**DOCUMENT TEXT**
[START]
The eponymous central character resorts to prostitution after the unfairness and destitution of factory life become too much. While following her story, in which a non-sexual relationship with a male photo-journalist offers her a chance at salvation, readers can take in much about Chinese culture. Following the superstition of naming one’s children after what they are hoped to achieve, the titular character is named after “a flower that grows in the mud yet remains pure and unstained”.
The novel humanizes both the prostitutes and their clients: “one middle-aged architect didn’t want sex, but to complain about his terrible wife.” Lotus is given a pet-the-dog moment early on when it emerges that – like most of her colleagues – she sends money back to her struggling family in the countryside.
The chapter of each title is a Chinese proverb and folk wisdom is sprinkled throughout to help the reader make sense of the characters’ experience: “a fresh flower withers away on cowpat”, “if you stay long enough in a fish market you soon get used to the stink”.
As well as making the characters likeable, it puts them through relatable hell. One reflects that “poverty stifles dignity” and social issues are unobtrusively brought to the fore. Discussing his exam pressure, Lotus’ brother confides to the photo-journalist: “If I fail…my sister will probably kill herself.”
After creating these characters, the novel harnesses the brutal side of life in China to challenge them: “Since Little Red had died young and unmarried, no funeral rites were performed for her.” This leads to a climax in which Lotus considers that “only marriage could ease the stain of her past and secure her future financially.”
“Silver Castle” by Clive James
In Mumbai-set “The Silver Castle” by polymath Clive James, the author’s intellect shines through. In fiction this is not necessarily a good thing, but the depth and quality of James’ writing along with the audacious scale of storytelling keep the reader engaged.
The central character, Sanjay, is a child beggar who establishes himself as a Bollywood stuntman before encountering a situation in which he could either become a star or end up as an adult beggar.
To bring this to life, “The Silver Castle” uses God’s-eye-view narration. James spends pages at a time explaining to the reader what makes the setting and Sanjay’s story unique. At the start of chapter 7, he muses on the challenges of becoming literate in Hindi, using his intimate knowledge of the Russian, Hebrew and Japanese writing systems to explain.
This culminates in observations like: “One of the most unpalatable facts about the great synthetic nation of India is that its lingua franca, English, is written down in an alphabet so insanely unfaithful to what is said, whereas the principal sectarian languages can, in their written form, be mastered with comparative ease. So the alien language which was meant to unite India has turned out to be universal only in its frustrating elusiveness, whereas the languages that divide it have one dangerous element in common – they feel like home.”
[END]
**DATA SECTION**
[START]
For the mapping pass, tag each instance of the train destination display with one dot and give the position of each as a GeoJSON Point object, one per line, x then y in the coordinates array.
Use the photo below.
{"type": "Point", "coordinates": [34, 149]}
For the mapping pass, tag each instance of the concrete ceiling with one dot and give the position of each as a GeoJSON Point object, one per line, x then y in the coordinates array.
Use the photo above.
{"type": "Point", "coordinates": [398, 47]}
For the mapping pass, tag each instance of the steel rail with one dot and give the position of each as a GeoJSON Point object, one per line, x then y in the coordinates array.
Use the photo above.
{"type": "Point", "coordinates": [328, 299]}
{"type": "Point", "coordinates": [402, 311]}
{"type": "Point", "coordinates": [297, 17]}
[END]
[START]
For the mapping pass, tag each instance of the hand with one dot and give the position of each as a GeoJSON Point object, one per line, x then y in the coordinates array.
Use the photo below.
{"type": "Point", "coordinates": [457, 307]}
[END]
**COMPLETE THE FOLLOWING**
A) In the novel review, what is Lotus named after?
B) Carry on writing the novel review, picking up after its final sentence.
The data has no connection to the novel review.

**ANSWERS PROVIDED**
A) She is named after "a flower that grows in the mud yet remains pure and unstained."

B)
James is similarly expansive when describing the slum where Sanjay spends his early life, contemplating the difference between the U.S English word “sidewalk” and its U.K equivalent “pavement”, and comparing Sanjay’s dwelling to both the favelas of Rio and the underground walkways of Shinjuku Station in Tokyo.
If I were as well-travelled and cultured as the author I may have enjoyed the book even more. It may be self-indulgent but as the (recently rehabilitated) Johann Hari wrote of James: “What a self to indulge.”
“Number 3” by Anna Metcalfe
The idea of teaching being a low-status, dead-end job is not common in Anglophone countries. Still, in China, some foreign English teachers are considered to be the plankton of the expatriate community, described as “unqualified scumbags” by Shanghaiist and by one memoirist and former English teacher as “total basket-cases at best”.
Shortlisted for the Sunday Times EFG short story award in 2014, this piece employs great skill to realize the challenges of China’s education system. The title alone illustrates that in China, schools have numbers rather than names, which says something about the lack of prestige and pride attached to most of them.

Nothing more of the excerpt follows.